Breve esercizio 1>
Rispondi in base all'articolo:
(a) Davanti a quale assemblea è stato pronunciato il discorso sullo stato dell'Unione?
(b) Con quale nome qualcuno ha ribattezzato, semplificando, la forza di intervento rapido?
(c) A che cosa viene paragonato il centro di intelligence proposto?
== Documento ==
STRASBURGO (FRANCIA) – “Ciò di cui abbiamo bisogno è l’Unione europea della difesa”. E’ stato uno dei punti qualificanti del discorso sullo stato dell’Unione pronunciato dalla presidente della Commissione Ue, Ursula von der Leyen, alla plenaria del Parlamento europeo. Non si tratta solo di creare una forza di intervento rapido, che qualcuno, semplificando, ha ribattezzato esercito europeo.
Il riferimento a un corpo militare Ue, con i dettagli che ci si aspettava, non c’è stato nel discorso. Ma di certo un piano per rafforzare la difesa comune incentrato su più assi. A cominciare dalla creazione di un centro di intelligence, una sorta di Fbi europeo, per mettere in comune una “conoscenza situazionale”, come l’ha definita von der Leyen. “Se gli Stati membri attivi nella stessa regione non condividono le loro informazioni a livello europeo, siamo destinati a fallire. È essenziale quindi migliorare la cooperazione in materia di intelligence; non si tratta solo di intelligence in senso stretto, ma della necessità di accorpare le conoscenze provenienti da tutti i servizi e da tutte le fonti”, ha detto.
===
== Dati memorizzati ==
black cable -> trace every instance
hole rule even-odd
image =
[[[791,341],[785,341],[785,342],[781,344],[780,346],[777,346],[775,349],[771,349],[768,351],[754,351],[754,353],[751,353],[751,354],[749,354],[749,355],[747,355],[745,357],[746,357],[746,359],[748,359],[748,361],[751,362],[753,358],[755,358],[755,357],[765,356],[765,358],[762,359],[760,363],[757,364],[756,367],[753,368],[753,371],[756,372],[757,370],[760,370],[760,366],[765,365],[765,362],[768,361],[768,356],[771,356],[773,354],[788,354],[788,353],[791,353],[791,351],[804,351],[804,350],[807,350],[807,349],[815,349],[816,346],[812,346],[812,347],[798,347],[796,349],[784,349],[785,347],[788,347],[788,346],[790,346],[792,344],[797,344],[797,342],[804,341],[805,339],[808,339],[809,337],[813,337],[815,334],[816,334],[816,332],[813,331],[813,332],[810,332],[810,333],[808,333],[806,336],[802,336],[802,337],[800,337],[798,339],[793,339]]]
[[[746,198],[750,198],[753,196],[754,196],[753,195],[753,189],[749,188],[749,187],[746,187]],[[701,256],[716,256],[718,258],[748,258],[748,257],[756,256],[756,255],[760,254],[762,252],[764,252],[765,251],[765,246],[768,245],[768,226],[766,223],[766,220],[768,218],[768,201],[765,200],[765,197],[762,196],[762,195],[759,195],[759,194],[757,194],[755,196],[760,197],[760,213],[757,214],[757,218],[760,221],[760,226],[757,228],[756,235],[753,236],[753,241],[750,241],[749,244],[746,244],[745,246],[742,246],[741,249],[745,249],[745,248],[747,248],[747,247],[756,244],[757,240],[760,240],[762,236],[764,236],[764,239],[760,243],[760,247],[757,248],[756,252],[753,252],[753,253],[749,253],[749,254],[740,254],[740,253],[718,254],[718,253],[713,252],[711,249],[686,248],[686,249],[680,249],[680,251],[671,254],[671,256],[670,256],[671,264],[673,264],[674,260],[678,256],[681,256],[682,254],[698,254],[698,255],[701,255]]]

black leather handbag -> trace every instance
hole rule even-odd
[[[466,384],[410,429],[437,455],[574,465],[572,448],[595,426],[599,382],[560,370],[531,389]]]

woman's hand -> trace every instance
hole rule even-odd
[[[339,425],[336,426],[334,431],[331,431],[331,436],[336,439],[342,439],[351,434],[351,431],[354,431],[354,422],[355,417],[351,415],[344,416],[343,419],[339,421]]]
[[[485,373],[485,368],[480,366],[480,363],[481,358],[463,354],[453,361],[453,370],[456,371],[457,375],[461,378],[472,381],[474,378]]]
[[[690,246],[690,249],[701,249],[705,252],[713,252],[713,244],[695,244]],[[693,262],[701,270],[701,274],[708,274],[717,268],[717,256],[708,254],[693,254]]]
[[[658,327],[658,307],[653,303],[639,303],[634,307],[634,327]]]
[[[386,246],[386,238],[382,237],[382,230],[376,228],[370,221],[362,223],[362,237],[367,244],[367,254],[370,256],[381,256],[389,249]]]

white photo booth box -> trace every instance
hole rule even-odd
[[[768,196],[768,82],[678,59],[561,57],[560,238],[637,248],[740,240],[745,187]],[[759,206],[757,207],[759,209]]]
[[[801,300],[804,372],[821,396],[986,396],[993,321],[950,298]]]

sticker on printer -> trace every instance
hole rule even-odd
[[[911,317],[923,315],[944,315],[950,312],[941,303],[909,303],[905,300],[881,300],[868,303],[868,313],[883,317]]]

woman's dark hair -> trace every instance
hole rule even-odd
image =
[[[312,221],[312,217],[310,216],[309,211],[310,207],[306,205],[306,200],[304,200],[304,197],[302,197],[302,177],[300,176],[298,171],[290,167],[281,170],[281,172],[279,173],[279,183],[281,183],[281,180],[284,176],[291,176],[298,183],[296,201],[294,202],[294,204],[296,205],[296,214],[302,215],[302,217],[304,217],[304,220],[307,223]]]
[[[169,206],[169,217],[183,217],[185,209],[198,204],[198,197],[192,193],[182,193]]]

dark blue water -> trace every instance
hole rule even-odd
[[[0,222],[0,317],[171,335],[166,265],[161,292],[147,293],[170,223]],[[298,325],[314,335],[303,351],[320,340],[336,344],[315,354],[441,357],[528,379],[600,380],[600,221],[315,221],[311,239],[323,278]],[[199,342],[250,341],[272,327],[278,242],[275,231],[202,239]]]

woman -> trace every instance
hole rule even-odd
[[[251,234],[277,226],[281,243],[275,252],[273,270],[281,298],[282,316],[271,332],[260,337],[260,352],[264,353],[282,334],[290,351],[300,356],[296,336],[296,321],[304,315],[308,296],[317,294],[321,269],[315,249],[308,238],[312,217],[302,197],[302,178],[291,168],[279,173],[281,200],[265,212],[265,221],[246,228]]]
===
Breve esercizio 2>
Trasforma in una tabella Markdown le righe dei record, dalla riga con "woman's hand -> trace every instance" fino alla riga con "[[[658,327],[658,307],[653,303],[639,303],[634,307],[634,327]]]" compresa, tralasciando quelle vuote. Usa le colonne Numero e Riga.

Soluzione 1>
(a) Alla plenaria del Parlamento europeo.
(b) Esercito europeo.
(c) A una sorta di Fbi europeo.

Soluzione 2>
| Numero | Riga |
|---|---|
| 1 | woman's hand -> trace every instance |
| 2 | hole rule even-odd |
| 3 | [[[339,425],[336,426],[334,431],[331,431],[331,436],[336,439],[342,439],[351,434],[351,431],[354,431],[354,422],[355,417],[351,415],[344,416],[343,419],[339,421]]] |
| 4 | [[[485,373],[485,368],[480,366],[480,363],[481,358],[463,354],[453,361],[453,370],[456,371],[457,375],[461,378],[472,381],[474,378]]] |
| 5 | [[[690,246],[690,249],[701,249],[705,252],[713,252],[713,244],[695,244]],[[693,262],[701,270],[701,274],[708,274],[717,268],[717,256],[708,254],[693,254]]] |
| 6 | [[[658,327],[658,307],[653,303],[639,303],[634,307],[634,327]]] |